** Assigned task **
Output the entire listing that follows verbatim.

Data to examine section start

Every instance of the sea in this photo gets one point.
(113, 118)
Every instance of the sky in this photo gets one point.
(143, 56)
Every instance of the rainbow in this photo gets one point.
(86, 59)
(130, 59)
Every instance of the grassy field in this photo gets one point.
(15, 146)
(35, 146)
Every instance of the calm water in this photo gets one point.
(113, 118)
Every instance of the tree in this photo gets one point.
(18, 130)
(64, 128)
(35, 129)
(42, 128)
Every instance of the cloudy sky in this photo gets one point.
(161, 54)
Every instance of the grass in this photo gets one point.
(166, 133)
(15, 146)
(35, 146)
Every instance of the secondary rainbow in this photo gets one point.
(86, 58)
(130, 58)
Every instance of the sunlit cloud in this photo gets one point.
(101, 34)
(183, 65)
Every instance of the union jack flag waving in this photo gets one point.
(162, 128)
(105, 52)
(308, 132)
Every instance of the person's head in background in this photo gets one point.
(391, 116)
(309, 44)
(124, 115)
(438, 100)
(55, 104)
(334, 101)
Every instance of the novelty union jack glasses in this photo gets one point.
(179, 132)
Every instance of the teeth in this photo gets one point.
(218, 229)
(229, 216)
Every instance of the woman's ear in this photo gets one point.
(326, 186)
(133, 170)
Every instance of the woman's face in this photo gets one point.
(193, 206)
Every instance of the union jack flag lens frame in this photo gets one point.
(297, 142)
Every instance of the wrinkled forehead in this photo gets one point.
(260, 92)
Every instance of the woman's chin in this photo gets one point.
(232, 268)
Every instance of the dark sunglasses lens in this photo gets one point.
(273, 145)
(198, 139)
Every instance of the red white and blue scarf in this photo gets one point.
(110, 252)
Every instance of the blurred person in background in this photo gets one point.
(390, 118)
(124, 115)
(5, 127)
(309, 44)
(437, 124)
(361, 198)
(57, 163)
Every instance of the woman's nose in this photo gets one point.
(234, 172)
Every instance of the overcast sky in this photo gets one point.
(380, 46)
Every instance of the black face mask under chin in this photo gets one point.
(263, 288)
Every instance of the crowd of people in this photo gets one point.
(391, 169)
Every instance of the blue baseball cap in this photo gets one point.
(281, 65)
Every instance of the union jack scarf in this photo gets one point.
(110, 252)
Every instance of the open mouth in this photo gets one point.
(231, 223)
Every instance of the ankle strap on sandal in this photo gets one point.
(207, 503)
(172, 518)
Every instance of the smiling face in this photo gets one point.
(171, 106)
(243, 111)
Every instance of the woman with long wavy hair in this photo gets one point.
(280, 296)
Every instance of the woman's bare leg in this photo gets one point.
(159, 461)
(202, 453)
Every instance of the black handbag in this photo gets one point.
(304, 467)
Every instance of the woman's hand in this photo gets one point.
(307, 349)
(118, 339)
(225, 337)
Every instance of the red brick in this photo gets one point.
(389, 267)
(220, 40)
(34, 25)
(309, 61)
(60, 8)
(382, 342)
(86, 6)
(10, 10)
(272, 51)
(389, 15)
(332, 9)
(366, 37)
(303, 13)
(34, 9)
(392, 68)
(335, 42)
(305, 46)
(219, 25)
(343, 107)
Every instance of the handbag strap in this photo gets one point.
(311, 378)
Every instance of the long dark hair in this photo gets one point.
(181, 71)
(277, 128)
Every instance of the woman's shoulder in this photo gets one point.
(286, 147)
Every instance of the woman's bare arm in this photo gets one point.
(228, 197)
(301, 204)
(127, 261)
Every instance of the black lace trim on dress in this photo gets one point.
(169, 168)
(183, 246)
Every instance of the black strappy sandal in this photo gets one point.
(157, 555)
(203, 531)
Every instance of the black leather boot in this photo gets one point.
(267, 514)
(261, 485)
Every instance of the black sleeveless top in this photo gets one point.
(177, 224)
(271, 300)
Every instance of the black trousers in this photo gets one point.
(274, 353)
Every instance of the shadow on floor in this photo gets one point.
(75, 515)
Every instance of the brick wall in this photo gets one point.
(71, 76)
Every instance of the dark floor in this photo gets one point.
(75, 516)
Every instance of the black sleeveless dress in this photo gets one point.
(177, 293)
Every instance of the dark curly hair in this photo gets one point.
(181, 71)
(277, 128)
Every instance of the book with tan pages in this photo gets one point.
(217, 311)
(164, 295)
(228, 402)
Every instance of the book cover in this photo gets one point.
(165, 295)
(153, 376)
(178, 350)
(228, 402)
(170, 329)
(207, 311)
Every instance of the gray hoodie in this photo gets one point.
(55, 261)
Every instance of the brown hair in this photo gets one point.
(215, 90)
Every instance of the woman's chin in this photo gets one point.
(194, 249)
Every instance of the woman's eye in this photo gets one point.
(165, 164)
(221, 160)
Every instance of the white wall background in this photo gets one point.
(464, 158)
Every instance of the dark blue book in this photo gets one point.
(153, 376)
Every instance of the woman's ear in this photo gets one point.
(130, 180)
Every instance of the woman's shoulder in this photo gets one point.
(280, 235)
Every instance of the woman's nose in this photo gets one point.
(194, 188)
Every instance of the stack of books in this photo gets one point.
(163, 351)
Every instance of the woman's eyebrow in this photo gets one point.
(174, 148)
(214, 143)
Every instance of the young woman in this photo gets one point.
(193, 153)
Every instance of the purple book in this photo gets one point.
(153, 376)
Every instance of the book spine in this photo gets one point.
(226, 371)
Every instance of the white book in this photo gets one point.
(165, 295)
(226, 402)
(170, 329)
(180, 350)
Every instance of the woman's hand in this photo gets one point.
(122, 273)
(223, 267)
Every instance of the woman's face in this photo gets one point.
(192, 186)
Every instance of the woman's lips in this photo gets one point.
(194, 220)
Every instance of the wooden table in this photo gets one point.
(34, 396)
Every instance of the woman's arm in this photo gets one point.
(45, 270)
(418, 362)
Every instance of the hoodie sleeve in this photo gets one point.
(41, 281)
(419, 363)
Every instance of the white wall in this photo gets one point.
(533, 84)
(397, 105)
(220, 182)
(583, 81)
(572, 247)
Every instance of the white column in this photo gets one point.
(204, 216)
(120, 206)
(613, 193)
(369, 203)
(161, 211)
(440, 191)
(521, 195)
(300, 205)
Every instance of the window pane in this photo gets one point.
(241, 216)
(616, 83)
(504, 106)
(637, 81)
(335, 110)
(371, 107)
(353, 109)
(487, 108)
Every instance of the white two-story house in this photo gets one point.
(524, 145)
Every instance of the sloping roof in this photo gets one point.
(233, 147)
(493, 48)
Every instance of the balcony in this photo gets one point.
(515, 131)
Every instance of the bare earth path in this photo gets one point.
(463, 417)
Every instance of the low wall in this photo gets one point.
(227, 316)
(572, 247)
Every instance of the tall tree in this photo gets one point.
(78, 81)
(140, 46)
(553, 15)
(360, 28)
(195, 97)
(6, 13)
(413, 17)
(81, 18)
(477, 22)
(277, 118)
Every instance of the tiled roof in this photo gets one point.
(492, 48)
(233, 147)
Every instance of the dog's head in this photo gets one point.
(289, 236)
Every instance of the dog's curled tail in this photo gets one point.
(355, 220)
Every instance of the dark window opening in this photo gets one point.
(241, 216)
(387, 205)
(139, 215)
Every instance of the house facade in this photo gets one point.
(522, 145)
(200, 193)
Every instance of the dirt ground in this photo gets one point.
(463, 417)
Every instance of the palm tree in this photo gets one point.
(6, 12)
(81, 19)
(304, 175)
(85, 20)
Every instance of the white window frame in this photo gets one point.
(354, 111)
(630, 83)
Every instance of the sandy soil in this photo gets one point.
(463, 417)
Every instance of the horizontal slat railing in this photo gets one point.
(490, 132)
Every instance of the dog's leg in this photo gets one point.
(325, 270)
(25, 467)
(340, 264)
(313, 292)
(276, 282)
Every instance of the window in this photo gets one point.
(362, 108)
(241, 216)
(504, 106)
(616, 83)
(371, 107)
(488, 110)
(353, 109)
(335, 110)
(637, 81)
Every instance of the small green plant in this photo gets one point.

Data to examine section end

** Task answer **
Every instance of the sea in this photo gets one point.
(113, 118)
Every instance of the sky in this photo gets one point.
(143, 56)
Every instance of the rainbow in this photo gets one point.
(86, 59)
(130, 59)
Every instance of the grassy field in this photo gets one point.
(15, 146)
(35, 146)
Every instance of the calm water in this photo gets one point.
(113, 118)
Every instance of the tree in this photo gets one point.
(18, 130)
(64, 128)
(35, 129)
(42, 128)
Every instance of the cloudy sky in this photo gets one point.
(161, 54)
Every instance of the grass in this photo gets one point.
(166, 133)
(15, 146)
(35, 146)
Every instance of the secondary rainbow in this photo gets one point.
(86, 58)
(130, 58)
Every instance of the sunlit cloud in this photo gets one point.
(101, 34)
(183, 65)
Every instance of the union jack flag waving in this photo gets one point.
(162, 128)
(105, 52)
(308, 132)
Every instance of the person's head in background in this photo gets one point.
(391, 116)
(309, 44)
(124, 115)
(438, 100)
(55, 104)
(334, 101)
Every instance of the novelty union jack glasses in this photo gets one point.
(179, 132)
Every instance of the teeth in this photo gets one point.
(218, 229)
(229, 216)
Every instance of the woman's ear in this photo gets one point.
(326, 186)
(133, 170)
Every instance of the woman's face in this photo gets one point.
(193, 206)
Every instance of the union jack flag lens frame in this photo gets one point.
(297, 142)
Every instance of the wrinkled forehead in this photo gets one point.
(260, 92)
Every instance of the woman's chin in this photo gets one point.
(232, 268)
Every instance of the dark sunglasses lens in this photo gets one point.
(273, 145)
(198, 139)
Every instance of the red white and blue scarf in this photo gets one point.
(110, 252)
Every instance of the blurred person in background in this photo gets one point.
(390, 118)
(124, 115)
(5, 127)
(309, 44)
(437, 124)
(361, 198)
(57, 163)
Every instance of the woman's nose in this photo gets one point.
(234, 172)
Every instance of the overcast sky in this photo gets one point.
(380, 46)
Every instance of the black face mask under chin in this photo gets one point.
(263, 288)
Every instance of the crowd of people in this photo gets one point.
(391, 169)
Every instance of the blue baseball cap in this photo gets one point.
(281, 65)
Every instance of the union jack scarf in this photo gets one point.
(110, 252)
Every instance of the open mouth in this photo gets one point.
(231, 223)
Every instance of the ankle strap on sandal in this photo gets one point.
(207, 503)
(172, 518)
Every instance of the smiling face in this photo gets one point.
(171, 106)
(243, 111)
Every instance of the woman with long wavy hair in this photo gets one point.
(280, 296)
Every instance of the woman's bare leg in this photo gets one point.
(159, 461)
(202, 453)
Every instance of the black handbag in this photo gets one point.
(304, 467)
Every instance of the woman's hand in this photo gets one point.
(307, 349)
(118, 339)
(225, 337)
Every instance of the red brick in this photo gets one point.
(389, 267)
(220, 40)
(34, 25)
(309, 61)
(60, 8)
(382, 342)
(86, 6)
(10, 10)
(272, 51)
(389, 15)
(332, 9)
(366, 37)
(303, 13)
(34, 9)
(392, 68)
(335, 42)
(305, 46)
(219, 25)
(343, 107)
Every instance of the handbag strap in this photo gets one point.
(311, 378)
Every instance of the long dark hair in this photo gets one point.
(181, 71)
(277, 128)
Every instance of the woman's shoulder in this photo gets one point.
(286, 147)
Every instance of the woman's bare arm in this photo gets one point.
(228, 197)
(301, 204)
(127, 261)
Every instance of the black lace trim on dress in this photo gets one point.
(169, 168)
(183, 246)
Every instance of the black strappy sandal in this photo gets one point.
(157, 555)
(203, 531)
Every instance of the black leather boot in this photo gets one point.
(267, 514)
(261, 485)
Every instance of the black sleeveless top in this photo gets one point.
(177, 224)
(271, 300)
Every instance of the black trousers in this photo gets one point.
(274, 353)
Every instance of the shadow on floor in this photo gets one point.
(75, 515)
Every instance of the brick wall in this photo gets one point.
(71, 76)
Every instance of the dark floor in this photo gets one point.
(75, 516)
Every instance of the black sleeveless dress in this photo gets one point.
(177, 293)
Every instance of the dark curly hair in this photo gets one point.
(181, 71)
(277, 128)
Every instance of the book with tan pages in this photo gets one point.
(217, 311)
(164, 295)
(228, 402)
Every instance of the book cover in this photo gets one point.
(165, 295)
(153, 376)
(178, 350)
(228, 402)
(170, 329)
(207, 311)
Every instance of the gray hoodie in this photo gets one point.
(55, 261)
Every instance of the brown hair in this photo gets one point.
(215, 90)
Every instance of the woman's chin in this photo gets one point.
(194, 249)
Every instance of the woman's eye in this photo gets one point.
(165, 164)
(221, 160)
Every instance of the white wall background in this photo gets one point.
(464, 158)
Every instance of the dark blue book in this photo gets one point.
(153, 376)
Every instance of the woman's ear in this photo gets one point.
(130, 180)
Every instance of the woman's shoulder in this photo gets one point.
(280, 235)
Every instance of the woman's nose in this photo gets one point.
(194, 188)
Every instance of the stack of books in this photo gets one point.
(163, 351)
Every instance of the woman's eyebrow in this photo gets one point.
(174, 148)
(214, 143)
Every instance of the young woman in this photo gets one point.
(193, 153)
Every instance of the purple book in this photo gets one point.
(153, 376)
Every instance of the book spine in this photo gets one point.
(226, 371)
Every instance of the white book in this photo gets one point.
(165, 295)
(226, 402)
(170, 329)
(180, 350)
Every instance of the woman's hand in this photo gets one point.
(122, 273)
(223, 267)
Every instance of the woman's face in this photo gets one point.
(192, 186)
Every instance of the woman's lips in this photo gets one point.
(194, 220)
Every instance of the wooden table in this photo gets one point.
(34, 396)
Every instance of the woman's arm in this photo gets one point.
(45, 270)
(418, 362)
Every instance of the hoodie sleeve in this photo gets one point.
(41, 281)
(419, 363)
Every instance of the white wall in this photo gets one point.
(533, 84)
(397, 105)
(220, 182)
(583, 81)
(572, 247)
Every instance of the white column in this photo gets one point.
(204, 216)
(120, 206)
(613, 193)
(369, 203)
(161, 211)
(440, 191)
(521, 195)
(300, 205)
Every instance of the window pane in this photo gets one point.
(241, 216)
(616, 83)
(504, 106)
(637, 81)
(335, 110)
(371, 107)
(353, 109)
(487, 108)
Every instance of the white two-story house in this photo gets one point.
(524, 145)
Every instance of the sloping roof in this photo gets one point.
(233, 147)
(493, 48)
Every instance of the balcony in this photo gets one point.
(515, 131)
Every instance of the bare earth path in this photo gets one point.
(463, 417)
Every instance of the low wall in this photo gets one point.
(227, 316)
(572, 247)
Every instance of the tall tree in this photo gets one point.
(78, 81)
(140, 46)
(553, 15)
(360, 28)
(195, 97)
(6, 13)
(413, 17)
(81, 18)
(477, 22)
(277, 118)
Every instance of the tiled roof in this photo gets one point.
(492, 48)
(233, 147)
Every instance of the dog's head in this photo gets one point.
(289, 236)
Every instance of the dog's curled tail in this photo gets one point.
(355, 220)
Every instance of the dark window opening in this photo gets one point.
(241, 216)
(387, 205)
(139, 215)
Every instance of the house facade in this photo gets one point.
(522, 145)
(200, 193)
Every instance of the dirt ground in this photo gets one point.
(463, 417)
Every instance of the palm tree in this photo gets one point.
(6, 12)
(81, 19)
(304, 175)
(85, 20)
Every instance of the white window frame in this photo gets one point.
(354, 111)
(630, 83)
Every instance of the sandy soil in this photo gets one point.
(463, 417)
Every instance of the horizontal slat railing in this photo gets one point.
(490, 132)
Every instance of the dog's leg in this photo gets one point.
(325, 270)
(25, 467)
(340, 264)
(313, 292)
(276, 282)
Every instance of the window in this photo gets one point.
(362, 108)
(241, 216)
(504, 106)
(616, 83)
(371, 107)
(488, 110)
(353, 109)
(335, 110)
(637, 81)
Every instance of the small green plant in this photo gets one point.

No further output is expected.